Dall’Olanda l’ultimo stop. Nel vuoto l’appello lanciato da 13 paesi contro il rischio di destabilizzazione

Stefano Giantin
2 minuti di lettura

TRIESTE Un’Europa spaccata, con un gruppo di Paesi forti che dettano la linea e gli altri che cercano di convincerli a scendere a più miti consigli, senza riuscirvi. La posta è la credibilità della Ue in una regione, quella dei Balcani, che ancora guarda all’adesione con speranza, ma che incassa troppe cocenti delusioni. Delusioni come quelle con cui dovranno fare i conti Albania e Macedonia del nord, Paesi che hanno attuato riforme dolorose e faticose, ma che con altissima probabilità non festeggeranno l’avvio dei negoziati d’ingresso nella Ue a fine mese, come credevano.

Molti segnali da tempo disegnano questo quadro. Gli ultimi arrivano dai Paesi Bassi, dove il Parlamento ha votato l’altra notte una risoluzione che di fatto blocca ogni prospettiva di aprire subito i negoziati con l’Albania «a causa degli insufficienti progressi nella lotta alla corruzione e al crimine organizzato», ha informato la Tanjug. A mettere invece i bastoni tra le ruote a Skopje, ma anche a Tirana, c’è invece la Germania, sostenuta in questo da Francia e Danimarca. A confermarlo è stato personalmente il premier macedone Zoran Zaev, dopo un incontro con Angela Merkel. Niente via libera a giugno, ha ammesso Zaev ricordando che la Cancelliera ha dato atto che «la Macedonia del Nord ha soddisfatto le aspettative» di Berlino, ma che il Bundestag solo «a settembre approverà l'avvio del negoziato di adesione con la Ue», con un via libera Ue ai negoziati dunque in agenda solo in autunno, a meno di sorprese.

Che il quadro sia veritiero è stato confermato a Radio Europa Libera da «fonti informate» nella Ue. Nessuna luce verde la settimana prossima, manca l’unanimità tra i Paesi membri, ha fatto sapere Radio Europa Libera, specificando che nella bozza del testo che sarà «adottato alla riunione ministeriale» Ue il 18 giugno tutto viene rimandato a dopo l’estate.

→ **Esercizio scritto**:
Riscrivi in forma di elenco puntato il paragrafo dell'articolo sui Balcani che comincia con «Molti segnali da tempo», mantenendone i fatti principali.

→ **Dati grezzi**:
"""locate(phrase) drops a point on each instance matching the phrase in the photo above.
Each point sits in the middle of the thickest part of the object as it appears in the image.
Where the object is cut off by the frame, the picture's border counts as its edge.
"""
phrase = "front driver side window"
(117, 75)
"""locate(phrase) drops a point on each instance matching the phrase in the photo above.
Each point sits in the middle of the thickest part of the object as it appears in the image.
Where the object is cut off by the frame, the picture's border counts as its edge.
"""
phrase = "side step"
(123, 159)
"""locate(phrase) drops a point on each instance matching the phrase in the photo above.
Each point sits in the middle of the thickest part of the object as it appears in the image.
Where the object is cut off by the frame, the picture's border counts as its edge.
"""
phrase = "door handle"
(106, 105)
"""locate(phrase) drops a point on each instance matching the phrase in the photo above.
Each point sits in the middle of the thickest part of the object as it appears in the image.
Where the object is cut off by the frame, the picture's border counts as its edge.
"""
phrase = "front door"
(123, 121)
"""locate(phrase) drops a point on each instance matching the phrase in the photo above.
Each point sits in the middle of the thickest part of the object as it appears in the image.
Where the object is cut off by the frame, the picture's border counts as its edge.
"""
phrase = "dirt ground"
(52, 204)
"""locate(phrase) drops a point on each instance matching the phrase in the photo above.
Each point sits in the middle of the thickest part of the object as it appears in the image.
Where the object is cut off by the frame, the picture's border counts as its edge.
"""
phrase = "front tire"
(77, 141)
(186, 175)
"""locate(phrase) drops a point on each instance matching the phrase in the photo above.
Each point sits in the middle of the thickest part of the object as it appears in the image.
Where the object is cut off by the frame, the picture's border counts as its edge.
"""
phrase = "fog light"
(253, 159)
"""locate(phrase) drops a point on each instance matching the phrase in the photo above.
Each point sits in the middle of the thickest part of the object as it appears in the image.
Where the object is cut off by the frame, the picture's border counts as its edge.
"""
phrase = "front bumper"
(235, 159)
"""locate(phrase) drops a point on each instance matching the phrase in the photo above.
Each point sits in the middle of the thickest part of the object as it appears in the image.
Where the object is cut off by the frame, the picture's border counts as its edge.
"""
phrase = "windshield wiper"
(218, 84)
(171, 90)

→ **Risposta all'esercizio**:
- Nei Paesi Bassi il Parlamento ha votato l'altra notte una risoluzione che di fatto blocca l'apertura immediata dei negoziati con l'Albania. Il motivo sono gli insufficienti progressi nella lotta alla corruzione e al crimine organizzato (fonte: Tanjug).
- La Germania, sostenuta da Francia e Danimarca, frena Skopje e anche Tirana.
- Lo ha confermato il premier macedone Zoran Zaev dopo un incontro con Angela Merkel: a giugno non ci sarà il via libera.
- Secondo Zaev, la Cancelliera ha riconosciuto che la Macedonia del Nord ha soddisfatto le aspettative di Berlino. Il Bundestag però approverà l'avvio del negoziato di adesione solo a settembre.
- Il via libera Ue ai negoziati è quindi previsto in autunno, salvo sorprese.